Prompt: Count the lines in the items below that contain the word "white", matching case exactly, and reply with only that number.

Input data:
# # #
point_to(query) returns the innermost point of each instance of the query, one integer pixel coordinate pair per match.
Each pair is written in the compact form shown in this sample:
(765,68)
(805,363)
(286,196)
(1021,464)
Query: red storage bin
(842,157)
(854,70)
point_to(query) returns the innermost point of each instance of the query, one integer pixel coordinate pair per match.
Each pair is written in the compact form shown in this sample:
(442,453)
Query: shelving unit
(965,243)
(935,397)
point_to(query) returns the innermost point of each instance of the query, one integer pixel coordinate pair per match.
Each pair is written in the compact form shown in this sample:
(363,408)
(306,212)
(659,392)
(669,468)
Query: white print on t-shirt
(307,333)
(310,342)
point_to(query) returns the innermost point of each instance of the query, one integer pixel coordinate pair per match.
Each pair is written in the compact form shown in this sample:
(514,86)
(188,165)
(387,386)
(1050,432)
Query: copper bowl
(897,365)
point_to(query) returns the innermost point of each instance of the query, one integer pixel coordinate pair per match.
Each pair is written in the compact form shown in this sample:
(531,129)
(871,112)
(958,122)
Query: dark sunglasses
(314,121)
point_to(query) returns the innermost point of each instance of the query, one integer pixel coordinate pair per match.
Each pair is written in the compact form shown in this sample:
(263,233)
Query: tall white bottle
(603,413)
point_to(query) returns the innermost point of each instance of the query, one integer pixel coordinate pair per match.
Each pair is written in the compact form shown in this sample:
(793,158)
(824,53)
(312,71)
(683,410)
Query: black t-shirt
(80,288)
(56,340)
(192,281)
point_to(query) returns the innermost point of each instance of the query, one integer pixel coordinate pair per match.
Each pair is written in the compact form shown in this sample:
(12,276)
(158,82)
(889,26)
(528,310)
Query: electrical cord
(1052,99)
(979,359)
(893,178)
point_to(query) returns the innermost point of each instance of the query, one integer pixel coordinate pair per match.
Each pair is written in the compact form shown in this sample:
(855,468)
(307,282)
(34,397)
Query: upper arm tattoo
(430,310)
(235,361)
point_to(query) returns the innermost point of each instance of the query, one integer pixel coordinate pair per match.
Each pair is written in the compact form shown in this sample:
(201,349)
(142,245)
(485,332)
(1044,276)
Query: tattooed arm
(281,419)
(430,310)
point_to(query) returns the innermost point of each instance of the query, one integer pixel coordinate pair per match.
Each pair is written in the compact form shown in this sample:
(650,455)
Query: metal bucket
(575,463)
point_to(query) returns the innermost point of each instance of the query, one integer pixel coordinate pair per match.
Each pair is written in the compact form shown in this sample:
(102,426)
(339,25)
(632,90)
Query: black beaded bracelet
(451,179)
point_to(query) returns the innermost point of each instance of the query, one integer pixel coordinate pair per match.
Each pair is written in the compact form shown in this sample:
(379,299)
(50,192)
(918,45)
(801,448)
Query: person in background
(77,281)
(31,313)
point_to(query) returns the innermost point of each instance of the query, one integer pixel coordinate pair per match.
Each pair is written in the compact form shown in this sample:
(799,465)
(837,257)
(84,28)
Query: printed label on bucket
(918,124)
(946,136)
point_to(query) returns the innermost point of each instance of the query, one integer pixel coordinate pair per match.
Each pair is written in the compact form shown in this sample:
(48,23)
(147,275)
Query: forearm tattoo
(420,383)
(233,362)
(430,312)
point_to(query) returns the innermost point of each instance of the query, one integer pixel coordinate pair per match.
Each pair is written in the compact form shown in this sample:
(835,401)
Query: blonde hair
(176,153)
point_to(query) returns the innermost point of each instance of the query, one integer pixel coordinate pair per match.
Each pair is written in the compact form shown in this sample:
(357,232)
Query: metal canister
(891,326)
# # #
The completed task: 2